EXCERPTED DATA START

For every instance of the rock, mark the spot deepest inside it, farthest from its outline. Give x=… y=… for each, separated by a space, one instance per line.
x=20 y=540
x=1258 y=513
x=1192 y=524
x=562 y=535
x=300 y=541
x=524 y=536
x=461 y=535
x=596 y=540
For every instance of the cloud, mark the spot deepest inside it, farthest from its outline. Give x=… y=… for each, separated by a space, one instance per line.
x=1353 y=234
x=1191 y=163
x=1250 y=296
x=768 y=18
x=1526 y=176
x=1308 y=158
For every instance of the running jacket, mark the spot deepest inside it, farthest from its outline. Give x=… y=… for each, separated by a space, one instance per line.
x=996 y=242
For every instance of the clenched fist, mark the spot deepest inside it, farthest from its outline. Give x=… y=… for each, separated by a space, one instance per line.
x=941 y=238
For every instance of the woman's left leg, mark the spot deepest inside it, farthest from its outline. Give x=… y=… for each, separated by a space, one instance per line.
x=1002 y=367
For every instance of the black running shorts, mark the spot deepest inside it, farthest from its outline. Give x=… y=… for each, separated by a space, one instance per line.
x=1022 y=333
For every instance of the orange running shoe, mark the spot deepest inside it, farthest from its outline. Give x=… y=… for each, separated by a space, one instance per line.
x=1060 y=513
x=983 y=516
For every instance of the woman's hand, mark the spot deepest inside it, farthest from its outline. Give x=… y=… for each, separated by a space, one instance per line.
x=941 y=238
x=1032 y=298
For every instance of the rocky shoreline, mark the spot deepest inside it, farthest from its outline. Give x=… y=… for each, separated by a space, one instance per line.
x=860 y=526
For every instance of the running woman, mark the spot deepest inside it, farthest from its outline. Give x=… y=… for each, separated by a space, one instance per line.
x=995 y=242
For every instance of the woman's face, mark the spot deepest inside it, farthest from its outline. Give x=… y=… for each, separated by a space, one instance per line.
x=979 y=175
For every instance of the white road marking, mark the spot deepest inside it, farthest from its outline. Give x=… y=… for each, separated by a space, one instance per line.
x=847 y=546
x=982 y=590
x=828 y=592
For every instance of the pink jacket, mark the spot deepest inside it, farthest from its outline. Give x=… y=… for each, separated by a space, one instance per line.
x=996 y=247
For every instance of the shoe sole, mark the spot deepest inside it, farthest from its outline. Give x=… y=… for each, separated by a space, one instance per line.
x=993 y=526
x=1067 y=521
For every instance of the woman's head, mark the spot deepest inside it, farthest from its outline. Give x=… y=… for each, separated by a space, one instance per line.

EXCERPTED DATA END

* _WHAT YOU NEED TO DO_:
The reply should consist of the records, reproduced exactly.

* _SOLUTION FOR THIS EXERCISE_:
For every instance of the rock, mark the spot deepest inside it, farthest from its outline. Give x=… y=… for each, separated by a space, one instance per line.
x=20 y=540
x=1258 y=513
x=1192 y=524
x=562 y=535
x=300 y=541
x=524 y=536
x=461 y=535
x=596 y=540
For every instance of the cloud, mark the spot deepest inside it, farthest from its outline. Give x=… y=… for each, separated by a space, one instance per line.
x=1353 y=234
x=1191 y=163
x=1250 y=296
x=768 y=18
x=1526 y=176
x=1308 y=158
For every instance of the running jacket, mark the spot deepest inside it, farthest from its outline. Give x=… y=… for each, separated by a space, one instance per line.
x=996 y=242
For every instance of the clenched fist, mark the spot deepest inside it, farthest from its outline. Give x=… y=… for each, separated by a space, one instance per line.
x=941 y=238
For every instance of the woman's left leg, mark the spot deepest inside it, farthest from its outline. Give x=… y=… for each, separated by a space, one instance per line.
x=1002 y=367
For every instance of the black running shorts, mark the spot deepest inside it, farthest from its outline. Give x=… y=… for each, separated by a space, one instance per line.
x=1022 y=333
For every instance of the orange running shoe, mark the spot deepest inside it, farthest from its outline. Give x=… y=… for each, separated by a space, one instance per line.
x=1060 y=513
x=983 y=516
For every instance of the woman's hand, mark the spot deepest inside it, farthest from its outline. Give x=… y=… for each, separated by a space, one instance per line.
x=941 y=238
x=1032 y=298
For every instance of the rocky shoreline, mark the spot deepest inside it, farthest from its outline. Give x=… y=… for each, separated by a space, one instance per line.
x=860 y=526
For every instance of the running woman, mark the spot deepest inside it, farthest from its outline. Give x=… y=… for each, separated by a space, one instance per line.
x=995 y=242
For every instance of the woman's face, mark the spot deepest inside it, farthest from its outline. Give x=… y=… for each, separated by a space, one instance per line.
x=979 y=175
For every instance of the white road marking, mark the spot deepest inside it, farthest from its outline. Give x=… y=… for each, separated by a space, one instance per line.
x=847 y=546
x=982 y=590
x=828 y=592
For every instance of the pink jacket, mark the spot deepest inside it, farthest from its outline. Give x=… y=… for each, separated by a space, one instance per line.
x=996 y=247
For every instance of the shoe sole, mark the spot deepest inside it, farthest from its outline. Give x=… y=… for each, separated by a space, one instance per line.
x=993 y=526
x=1067 y=521
For every instance of the woman's head, mark the spot deepest inside it, farthest from its outline. Give x=… y=… for each, separated by a space, one instance per line.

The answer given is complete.